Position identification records
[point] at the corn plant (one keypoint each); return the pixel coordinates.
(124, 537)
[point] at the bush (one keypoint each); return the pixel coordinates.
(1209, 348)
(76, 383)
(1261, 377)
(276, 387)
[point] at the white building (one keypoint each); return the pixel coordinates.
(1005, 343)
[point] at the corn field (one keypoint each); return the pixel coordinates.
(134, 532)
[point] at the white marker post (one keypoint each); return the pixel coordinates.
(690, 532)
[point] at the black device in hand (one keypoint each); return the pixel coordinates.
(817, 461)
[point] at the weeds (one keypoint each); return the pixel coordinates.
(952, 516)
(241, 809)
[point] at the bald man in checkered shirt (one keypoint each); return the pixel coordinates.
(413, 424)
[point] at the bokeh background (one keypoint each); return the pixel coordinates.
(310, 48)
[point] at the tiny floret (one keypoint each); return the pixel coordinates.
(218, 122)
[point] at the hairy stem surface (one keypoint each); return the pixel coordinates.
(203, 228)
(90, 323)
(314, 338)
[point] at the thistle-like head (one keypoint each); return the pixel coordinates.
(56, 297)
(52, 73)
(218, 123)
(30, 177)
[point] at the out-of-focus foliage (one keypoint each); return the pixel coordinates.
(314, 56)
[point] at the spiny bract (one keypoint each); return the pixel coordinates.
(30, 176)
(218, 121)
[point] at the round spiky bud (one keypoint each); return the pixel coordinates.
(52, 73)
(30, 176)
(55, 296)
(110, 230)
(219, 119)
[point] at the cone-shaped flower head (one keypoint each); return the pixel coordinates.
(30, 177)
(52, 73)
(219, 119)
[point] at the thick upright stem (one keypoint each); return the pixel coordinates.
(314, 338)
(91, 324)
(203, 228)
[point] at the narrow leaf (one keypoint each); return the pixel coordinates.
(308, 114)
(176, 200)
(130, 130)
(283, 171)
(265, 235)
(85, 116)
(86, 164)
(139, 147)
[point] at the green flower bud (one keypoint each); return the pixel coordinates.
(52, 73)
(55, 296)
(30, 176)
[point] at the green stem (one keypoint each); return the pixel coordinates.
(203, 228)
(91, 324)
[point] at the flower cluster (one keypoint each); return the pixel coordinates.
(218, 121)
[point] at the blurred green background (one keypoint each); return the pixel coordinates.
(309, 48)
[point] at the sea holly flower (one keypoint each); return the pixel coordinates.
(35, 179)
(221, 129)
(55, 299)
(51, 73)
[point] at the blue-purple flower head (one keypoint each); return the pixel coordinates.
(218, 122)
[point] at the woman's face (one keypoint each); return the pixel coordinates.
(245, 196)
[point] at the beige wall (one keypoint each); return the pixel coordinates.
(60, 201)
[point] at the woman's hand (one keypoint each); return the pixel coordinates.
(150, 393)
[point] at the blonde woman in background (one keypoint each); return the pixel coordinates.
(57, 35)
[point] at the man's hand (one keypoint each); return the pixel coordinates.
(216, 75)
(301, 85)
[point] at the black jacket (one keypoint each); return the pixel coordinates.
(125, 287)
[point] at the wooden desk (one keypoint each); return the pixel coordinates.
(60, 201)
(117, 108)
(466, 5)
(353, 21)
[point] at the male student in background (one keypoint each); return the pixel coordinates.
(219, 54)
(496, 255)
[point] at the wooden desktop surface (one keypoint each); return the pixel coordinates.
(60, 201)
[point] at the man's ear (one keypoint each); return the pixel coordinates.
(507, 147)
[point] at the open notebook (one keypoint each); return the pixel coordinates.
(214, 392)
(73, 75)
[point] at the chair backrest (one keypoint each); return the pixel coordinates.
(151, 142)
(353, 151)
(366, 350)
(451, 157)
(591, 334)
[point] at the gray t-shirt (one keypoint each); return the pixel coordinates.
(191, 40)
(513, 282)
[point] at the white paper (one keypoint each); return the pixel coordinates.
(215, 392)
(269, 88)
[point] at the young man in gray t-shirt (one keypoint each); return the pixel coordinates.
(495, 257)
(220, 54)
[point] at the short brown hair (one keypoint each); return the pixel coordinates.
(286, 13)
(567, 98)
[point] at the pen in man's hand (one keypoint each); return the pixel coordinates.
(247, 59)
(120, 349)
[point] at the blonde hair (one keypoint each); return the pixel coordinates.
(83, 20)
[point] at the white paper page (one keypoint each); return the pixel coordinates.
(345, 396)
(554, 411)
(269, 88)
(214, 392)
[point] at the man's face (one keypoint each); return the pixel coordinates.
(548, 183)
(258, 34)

--

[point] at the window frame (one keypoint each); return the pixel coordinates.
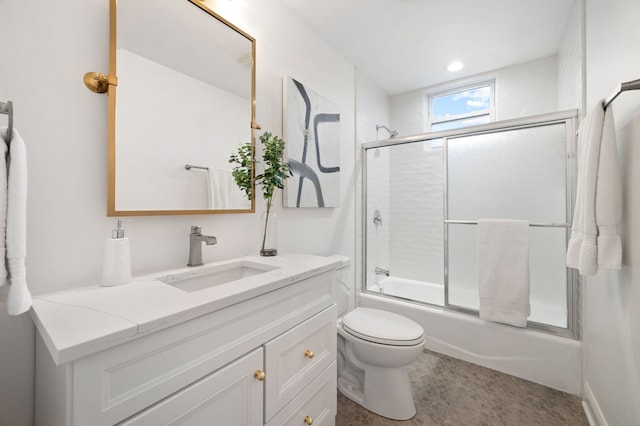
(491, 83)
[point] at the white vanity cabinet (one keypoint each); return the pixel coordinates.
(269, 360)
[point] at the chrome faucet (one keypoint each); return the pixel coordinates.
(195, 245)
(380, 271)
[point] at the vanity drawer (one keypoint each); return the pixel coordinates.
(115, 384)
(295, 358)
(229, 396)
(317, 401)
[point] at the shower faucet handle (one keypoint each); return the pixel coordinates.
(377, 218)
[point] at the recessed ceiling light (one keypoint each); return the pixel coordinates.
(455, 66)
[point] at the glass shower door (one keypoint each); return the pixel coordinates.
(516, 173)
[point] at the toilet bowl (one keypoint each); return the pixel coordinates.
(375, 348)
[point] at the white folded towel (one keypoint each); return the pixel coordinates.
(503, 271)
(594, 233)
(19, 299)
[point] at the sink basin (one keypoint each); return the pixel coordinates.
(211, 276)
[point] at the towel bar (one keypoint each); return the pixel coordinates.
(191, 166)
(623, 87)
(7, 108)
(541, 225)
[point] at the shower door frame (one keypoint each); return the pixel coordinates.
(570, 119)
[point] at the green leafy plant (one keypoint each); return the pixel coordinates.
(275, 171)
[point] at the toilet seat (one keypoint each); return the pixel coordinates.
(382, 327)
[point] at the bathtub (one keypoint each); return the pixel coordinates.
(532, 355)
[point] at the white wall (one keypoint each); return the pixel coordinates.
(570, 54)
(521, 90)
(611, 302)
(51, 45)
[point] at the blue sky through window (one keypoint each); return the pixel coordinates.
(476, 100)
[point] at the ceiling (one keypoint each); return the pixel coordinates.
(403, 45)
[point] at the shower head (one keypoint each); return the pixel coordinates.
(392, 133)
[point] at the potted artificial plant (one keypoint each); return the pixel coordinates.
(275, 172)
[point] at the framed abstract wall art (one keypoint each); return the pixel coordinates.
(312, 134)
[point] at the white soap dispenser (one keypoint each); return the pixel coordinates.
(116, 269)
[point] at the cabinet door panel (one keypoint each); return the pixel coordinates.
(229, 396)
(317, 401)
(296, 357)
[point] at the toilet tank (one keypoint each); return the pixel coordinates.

* * *

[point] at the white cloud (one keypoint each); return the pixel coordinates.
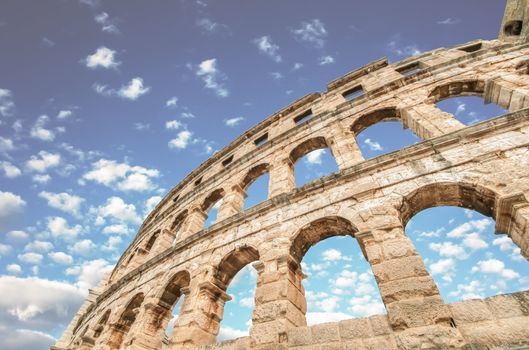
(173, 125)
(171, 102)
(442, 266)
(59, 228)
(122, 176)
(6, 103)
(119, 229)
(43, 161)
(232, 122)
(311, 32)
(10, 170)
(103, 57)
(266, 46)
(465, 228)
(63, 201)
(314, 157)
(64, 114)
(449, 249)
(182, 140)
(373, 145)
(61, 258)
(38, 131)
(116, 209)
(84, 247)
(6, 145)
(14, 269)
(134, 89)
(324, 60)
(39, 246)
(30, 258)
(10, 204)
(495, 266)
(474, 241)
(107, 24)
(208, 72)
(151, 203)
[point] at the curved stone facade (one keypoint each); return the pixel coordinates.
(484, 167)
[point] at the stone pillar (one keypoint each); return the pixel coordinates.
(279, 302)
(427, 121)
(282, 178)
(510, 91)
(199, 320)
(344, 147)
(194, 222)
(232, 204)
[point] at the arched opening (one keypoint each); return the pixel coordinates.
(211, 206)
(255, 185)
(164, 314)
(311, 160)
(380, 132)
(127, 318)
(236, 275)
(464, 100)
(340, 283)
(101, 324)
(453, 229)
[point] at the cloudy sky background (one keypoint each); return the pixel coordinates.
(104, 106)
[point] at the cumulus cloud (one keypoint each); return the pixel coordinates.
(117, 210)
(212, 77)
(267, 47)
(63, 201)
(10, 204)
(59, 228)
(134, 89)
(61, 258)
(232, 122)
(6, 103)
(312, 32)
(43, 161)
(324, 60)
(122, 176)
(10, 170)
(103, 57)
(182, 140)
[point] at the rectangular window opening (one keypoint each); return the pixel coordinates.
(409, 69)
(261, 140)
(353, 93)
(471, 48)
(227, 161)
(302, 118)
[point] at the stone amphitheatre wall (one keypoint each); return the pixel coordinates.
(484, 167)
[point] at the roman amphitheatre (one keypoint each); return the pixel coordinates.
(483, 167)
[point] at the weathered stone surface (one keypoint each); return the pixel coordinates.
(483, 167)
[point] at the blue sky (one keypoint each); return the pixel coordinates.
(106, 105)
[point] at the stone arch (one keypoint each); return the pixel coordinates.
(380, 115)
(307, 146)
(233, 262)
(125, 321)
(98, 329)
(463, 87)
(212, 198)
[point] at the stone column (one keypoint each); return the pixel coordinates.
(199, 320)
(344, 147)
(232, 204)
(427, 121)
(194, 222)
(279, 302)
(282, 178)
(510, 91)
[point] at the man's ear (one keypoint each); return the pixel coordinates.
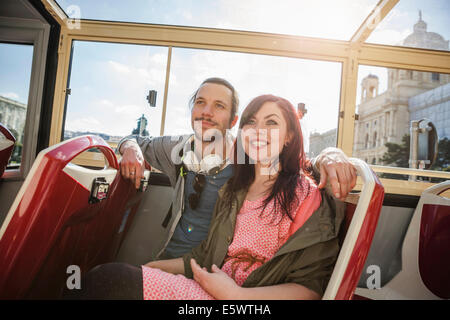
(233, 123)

■ TASK TO CARRY OUT ■
Print the lines of data above from the line containing "[point] at the corn plant" through the line containing "(1005, 343)", keeping each line identical and including both end lines.

■ IN RESPONSE ■
[point] at the corn plant (one keypoint each); return the pixel coordinates.
(124, 537)
[point] at the bush (one keypoint each); return the pixel coordinates.
(1209, 348)
(76, 383)
(1261, 377)
(276, 387)
[point] at the white building (one keypoint each); return the pixel coordinates.
(1005, 343)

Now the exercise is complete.